■ Reading passage:
- - -

You mean int.max :o).

Andrei

Sep 28 2009

Jeremie Pelletier <jeremiep gmail.com> writes:

Andrei Alexandrescu wrote:
 language_fan wrote:
 Mon, 28 Sep 2009 15:35:07 -0400, Jesse Phillips thusly wrote:

 language_fan Wrote:

 Now if you really want to throw some sticks into the spokes, you
 would say that if the program crashes due to a null pointer, it is
 still likely that the programmer will just initialize/set the value
 to a "default" that still isn't valid just to get the program to
 continue to run.

 Why should it crash in the first place? I hate crashes. You liek them?
 I can prove by structural induction that you do not like them when you
 can avoid crashes with static checking.

 No one likes programs that crash, doesn't that mean it is an incorrect
 behavior though?

 Have you ever used functional languages? When you develop in Haskell or
 SML, how often you feel there is a good change something will be
 initialized to the wrong value? Can you show some statistics that show
 how unsafe this practice is?

 So isn't that the question? Does/can "default" (by human or machine)
 initialization create an incorrect state? If it does, do we continue to
 work as if nothing was wrong or crash? I don't know how often the
 initialization would be incorrect, but I don't think Walter is concerned
 with it's frequency, but that it is possible.

 Value types can be incorrectly initialized and nobody notices. E.g.

   int min;

   foreach(int value; list)
     if (value < min) min = value;

 Oops, you forgot to define a flag variable or initialize to int.min

 
 You mean int.max :o).
 
 Andrei

He just proved how enforcing initializers can still cause errors! I 
didn't even think of that one!

:o)

Sep 28 2009

Derek Parnell <derek psych.ward> writes:

On Mon, 28 Sep 2009 19:27:03 -0500, Andrei Alexandrescu wrote:

 language_fan wrote:
 
   int min;
 
   foreach(int value; list)
     if (value < min) min = value;
 
 Oops, you forgot to define a flag variable or initialize to int.min

 
 You mean int.max :o).

  if (list.length == 0)
     throw( some exception); // An empty or null list has no minimum
  int min = list[0]; 
  foreach(int value; list[1..$])
    if (value < min) min = value;


I'm still surprised by Walter's stance.

For the purposes of this discussion...
* Null only applies to the memory address portion of reference types and
not to value types. The discussion is not about non-nullable value types.

- - -

■ Stated problem 1: How many lines of the records contain the string "concrete"? Reply with the number alone.

- - -

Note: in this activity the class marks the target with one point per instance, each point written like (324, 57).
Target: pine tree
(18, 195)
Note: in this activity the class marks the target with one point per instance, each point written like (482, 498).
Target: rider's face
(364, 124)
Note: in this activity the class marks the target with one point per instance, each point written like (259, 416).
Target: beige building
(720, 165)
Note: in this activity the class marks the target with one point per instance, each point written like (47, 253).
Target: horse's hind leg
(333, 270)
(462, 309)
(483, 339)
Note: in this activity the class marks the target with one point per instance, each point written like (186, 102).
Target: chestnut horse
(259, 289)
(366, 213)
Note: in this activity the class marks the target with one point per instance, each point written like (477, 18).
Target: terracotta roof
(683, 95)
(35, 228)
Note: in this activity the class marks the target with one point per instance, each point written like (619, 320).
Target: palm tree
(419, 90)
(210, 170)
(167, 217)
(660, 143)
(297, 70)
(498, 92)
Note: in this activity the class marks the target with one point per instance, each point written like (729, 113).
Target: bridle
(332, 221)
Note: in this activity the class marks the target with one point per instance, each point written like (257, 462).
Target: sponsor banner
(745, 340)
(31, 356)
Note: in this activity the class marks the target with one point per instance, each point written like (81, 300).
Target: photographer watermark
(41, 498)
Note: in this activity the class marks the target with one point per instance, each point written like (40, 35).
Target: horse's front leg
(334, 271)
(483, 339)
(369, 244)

- - -

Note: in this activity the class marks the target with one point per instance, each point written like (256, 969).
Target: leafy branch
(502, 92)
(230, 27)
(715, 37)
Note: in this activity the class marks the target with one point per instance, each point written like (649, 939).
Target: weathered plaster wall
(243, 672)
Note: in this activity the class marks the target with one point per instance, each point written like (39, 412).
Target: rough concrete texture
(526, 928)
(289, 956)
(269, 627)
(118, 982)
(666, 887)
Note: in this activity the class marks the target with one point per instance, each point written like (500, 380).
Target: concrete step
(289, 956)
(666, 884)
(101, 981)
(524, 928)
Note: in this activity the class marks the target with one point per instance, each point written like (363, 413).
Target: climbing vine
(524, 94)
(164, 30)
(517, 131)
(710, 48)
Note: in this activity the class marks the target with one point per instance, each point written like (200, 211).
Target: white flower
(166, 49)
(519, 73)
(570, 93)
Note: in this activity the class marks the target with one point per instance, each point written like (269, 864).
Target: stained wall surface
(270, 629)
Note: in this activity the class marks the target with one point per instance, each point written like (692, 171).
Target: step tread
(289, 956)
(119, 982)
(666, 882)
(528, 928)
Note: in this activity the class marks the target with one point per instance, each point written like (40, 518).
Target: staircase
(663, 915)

- - -

■ Stated problem 2: Rewrite the part of the thread between "Why should it" and "with static checking.", inclusive, changing "structural induction" to "mathematical induction".

■ Expected output 1: 2

■ Expected output 2:
Why should it crash in the first place? I hate crashes. You liek them?
 I can prove by mathematical induction that you do not like them when you
 can avoid crashes with static checking.